Do this » Please pull out every line of the listing below that contains the string "target", and copy each one as it appears.
* * * * * * * * *
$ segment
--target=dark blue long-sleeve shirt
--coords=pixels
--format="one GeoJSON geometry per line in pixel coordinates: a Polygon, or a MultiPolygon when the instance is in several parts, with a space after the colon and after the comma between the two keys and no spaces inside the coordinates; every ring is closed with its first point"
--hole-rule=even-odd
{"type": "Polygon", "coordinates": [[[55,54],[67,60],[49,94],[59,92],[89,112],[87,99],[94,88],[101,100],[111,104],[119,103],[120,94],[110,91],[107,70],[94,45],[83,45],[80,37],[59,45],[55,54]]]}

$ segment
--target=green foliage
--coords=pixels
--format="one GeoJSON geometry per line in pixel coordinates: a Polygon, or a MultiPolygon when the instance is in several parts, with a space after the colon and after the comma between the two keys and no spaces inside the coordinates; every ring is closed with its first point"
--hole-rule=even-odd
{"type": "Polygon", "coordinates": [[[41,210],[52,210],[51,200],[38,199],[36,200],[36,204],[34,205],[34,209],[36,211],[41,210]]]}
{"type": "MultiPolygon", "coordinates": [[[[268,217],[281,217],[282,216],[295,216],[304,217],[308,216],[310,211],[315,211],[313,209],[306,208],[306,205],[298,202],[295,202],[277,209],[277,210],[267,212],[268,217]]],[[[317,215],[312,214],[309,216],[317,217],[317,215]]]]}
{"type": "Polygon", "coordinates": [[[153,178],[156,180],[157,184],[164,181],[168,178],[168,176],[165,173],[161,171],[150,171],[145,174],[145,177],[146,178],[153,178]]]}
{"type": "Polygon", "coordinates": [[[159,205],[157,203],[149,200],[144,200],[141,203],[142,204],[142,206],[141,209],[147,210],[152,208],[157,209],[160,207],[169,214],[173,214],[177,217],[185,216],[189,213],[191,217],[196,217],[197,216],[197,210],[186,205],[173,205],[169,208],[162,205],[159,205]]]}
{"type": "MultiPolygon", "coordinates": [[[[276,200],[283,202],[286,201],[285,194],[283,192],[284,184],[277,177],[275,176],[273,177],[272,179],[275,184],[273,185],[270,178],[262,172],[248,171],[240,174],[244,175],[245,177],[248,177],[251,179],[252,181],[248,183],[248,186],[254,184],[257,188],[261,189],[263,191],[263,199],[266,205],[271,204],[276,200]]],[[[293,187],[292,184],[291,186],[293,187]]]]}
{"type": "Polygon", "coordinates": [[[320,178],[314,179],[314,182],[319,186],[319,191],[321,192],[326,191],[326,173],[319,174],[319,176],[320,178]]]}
* * * * * * * * *
Response »
--target=dark blue long-sleeve shirt
--target=green foliage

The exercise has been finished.